* **Passage for review**:
_ _ _ _ _

Taiwan University Seeks Patent for PCB 'Recycled Brick'
Article courtesy Focus Taiwan (By Chen Chih-chung and Chao Yen-hsiang)
Taipei, Oct. 18 (CNA) A research group from National Taipei University of Technology (NTUT) is in the process of applying for a patent for an eco-friendly "recycled brick" they developed using abandoned printed circuit boards (PCB) and glass powder, which if approved will help reduce the problem of PCB waste in Taiwan, according to a press release issued by the school Tuesday.
The bricks or paving stones come in different shapes and sizes and were the brainchild of Li Yeou-fong (李有豐), a civil engineering professor at the university, together with Cheng Ta-wui (鄭大偉) and Lee Wei-hao (李韋皞), who teach at the school's Institute of Mineral Resources Engineering, according to the release.
As part of the research process, the three men mixed PCB waste provided by Super Dragon Technology Co. (SDTI), recycled glass powder and inorganic polymer-like furnace slag, to create a basic solution from which they made the eco-friendly bricks. It took about one year to determine the "golden ratio" of different materials.

_ _ _ _ _

* **Records provided**:
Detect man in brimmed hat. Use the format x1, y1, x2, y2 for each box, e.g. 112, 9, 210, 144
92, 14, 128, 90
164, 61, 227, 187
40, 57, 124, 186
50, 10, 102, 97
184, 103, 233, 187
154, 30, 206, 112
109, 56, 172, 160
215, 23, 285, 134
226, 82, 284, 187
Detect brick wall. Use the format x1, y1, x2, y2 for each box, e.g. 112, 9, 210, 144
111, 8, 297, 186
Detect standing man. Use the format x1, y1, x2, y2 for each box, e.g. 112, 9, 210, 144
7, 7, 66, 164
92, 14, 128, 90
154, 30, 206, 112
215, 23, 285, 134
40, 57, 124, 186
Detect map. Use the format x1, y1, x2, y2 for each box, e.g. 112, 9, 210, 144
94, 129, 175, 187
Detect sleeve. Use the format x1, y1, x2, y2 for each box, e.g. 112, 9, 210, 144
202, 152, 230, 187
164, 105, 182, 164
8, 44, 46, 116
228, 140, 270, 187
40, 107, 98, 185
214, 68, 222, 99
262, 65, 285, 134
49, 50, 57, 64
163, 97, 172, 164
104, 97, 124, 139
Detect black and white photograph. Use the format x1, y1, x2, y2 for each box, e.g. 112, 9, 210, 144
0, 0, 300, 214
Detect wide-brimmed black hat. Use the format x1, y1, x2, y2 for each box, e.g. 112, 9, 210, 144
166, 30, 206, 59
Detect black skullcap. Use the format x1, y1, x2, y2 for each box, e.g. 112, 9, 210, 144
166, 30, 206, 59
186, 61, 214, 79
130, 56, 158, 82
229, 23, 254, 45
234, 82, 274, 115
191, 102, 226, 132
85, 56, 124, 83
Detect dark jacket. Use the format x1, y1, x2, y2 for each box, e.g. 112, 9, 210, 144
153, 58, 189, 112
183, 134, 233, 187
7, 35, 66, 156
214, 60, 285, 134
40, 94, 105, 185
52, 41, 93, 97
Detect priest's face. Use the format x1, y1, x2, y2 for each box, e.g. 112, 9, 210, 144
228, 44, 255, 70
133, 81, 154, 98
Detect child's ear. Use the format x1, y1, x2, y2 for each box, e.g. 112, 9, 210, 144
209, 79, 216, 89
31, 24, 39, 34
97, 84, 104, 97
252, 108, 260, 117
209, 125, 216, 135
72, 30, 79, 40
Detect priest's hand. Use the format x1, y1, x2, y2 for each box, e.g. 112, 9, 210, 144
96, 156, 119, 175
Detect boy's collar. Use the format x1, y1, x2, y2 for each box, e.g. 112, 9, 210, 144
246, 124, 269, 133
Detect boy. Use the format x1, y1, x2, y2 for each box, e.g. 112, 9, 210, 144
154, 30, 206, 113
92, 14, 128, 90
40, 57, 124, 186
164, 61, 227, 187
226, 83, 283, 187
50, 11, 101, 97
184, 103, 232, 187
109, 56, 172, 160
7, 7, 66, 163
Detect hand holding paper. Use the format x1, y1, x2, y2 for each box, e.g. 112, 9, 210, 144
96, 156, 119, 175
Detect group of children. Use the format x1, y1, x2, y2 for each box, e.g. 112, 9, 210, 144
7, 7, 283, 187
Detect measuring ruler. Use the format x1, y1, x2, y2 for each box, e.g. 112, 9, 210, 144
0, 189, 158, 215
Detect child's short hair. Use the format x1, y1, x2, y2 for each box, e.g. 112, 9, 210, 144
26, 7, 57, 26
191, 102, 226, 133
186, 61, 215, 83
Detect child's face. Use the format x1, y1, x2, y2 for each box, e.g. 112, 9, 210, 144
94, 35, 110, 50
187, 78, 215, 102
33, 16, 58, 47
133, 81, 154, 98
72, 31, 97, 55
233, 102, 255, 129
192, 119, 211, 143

_ _ _ _ _

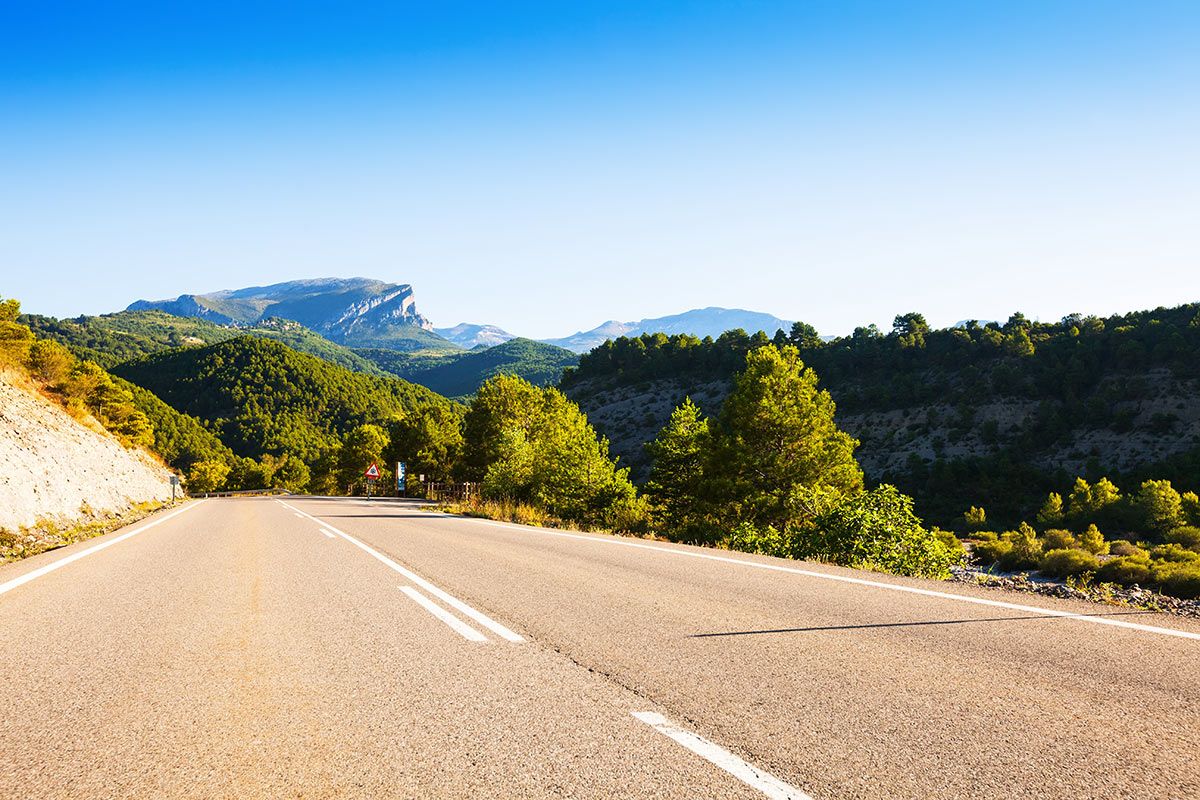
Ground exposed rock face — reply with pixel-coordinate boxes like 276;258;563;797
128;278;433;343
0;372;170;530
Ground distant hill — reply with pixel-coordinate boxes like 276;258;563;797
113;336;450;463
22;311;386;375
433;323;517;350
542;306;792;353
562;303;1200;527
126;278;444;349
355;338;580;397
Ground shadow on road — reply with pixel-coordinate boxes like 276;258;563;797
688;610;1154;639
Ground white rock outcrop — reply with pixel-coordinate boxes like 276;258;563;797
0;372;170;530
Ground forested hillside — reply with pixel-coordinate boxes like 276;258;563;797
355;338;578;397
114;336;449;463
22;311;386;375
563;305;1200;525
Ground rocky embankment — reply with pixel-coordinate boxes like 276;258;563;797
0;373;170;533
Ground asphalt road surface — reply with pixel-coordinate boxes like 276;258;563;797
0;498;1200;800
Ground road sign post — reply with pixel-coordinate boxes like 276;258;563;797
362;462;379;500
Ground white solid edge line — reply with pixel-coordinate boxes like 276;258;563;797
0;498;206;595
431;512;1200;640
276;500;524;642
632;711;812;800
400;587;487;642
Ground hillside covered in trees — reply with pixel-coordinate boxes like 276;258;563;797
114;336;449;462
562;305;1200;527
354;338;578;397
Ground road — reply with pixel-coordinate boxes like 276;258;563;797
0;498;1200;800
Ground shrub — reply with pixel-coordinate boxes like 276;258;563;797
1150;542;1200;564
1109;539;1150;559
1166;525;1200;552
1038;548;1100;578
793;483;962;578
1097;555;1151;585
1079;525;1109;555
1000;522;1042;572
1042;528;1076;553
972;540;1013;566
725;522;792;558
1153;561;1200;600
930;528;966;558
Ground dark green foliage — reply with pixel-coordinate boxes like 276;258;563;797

_ _ _ _ _

* **Activities**:
**A.** Summarize the article on the recycled circuit-board brick in two sentences.
**B.** Print the part of the article on the recycled circuit-board brick that opens with the words containing "The bricks or" and closes with "of different materials.".
The records were taken from a different source than the article.

* **Responses per task**:
**A.** A research group at National Taipei University of Technology is applying for a patent for an eco-friendly "recycled brick" made from abandoned printed circuit boards and glass powder, which the school says would help reduce PCB waste in Taiwan if approved. Professors Li Yeou-fong, Cheng Ta-wui and Lee Wei-hao developed the bricks by mixing PCB waste, recycled glass powder and inorganic polymer-like furnace slag, and it took about a year to find the "golden ratio" of materials.

**B.**
The bricks or paving stones come in different shapes and sizes and were the brainchild of Li Yeou-fong (李有豐), a civil engineering professor at the university, together with Cheng Ta-wui (鄭大偉) and Lee Wei-hao (李韋皞), who teach at the school's Institute of Mineral Resources Engineering, according to the release.
As part of the research process, the three men mixed PCB waste provided by Super Dragon Technology Co. (SDTI), recycled glass powder and inorganic polymer-like furnace slag, to create a basic solution from which they made the eco-friendly bricks. It took about one year to determine the "golden ratio" of different materials.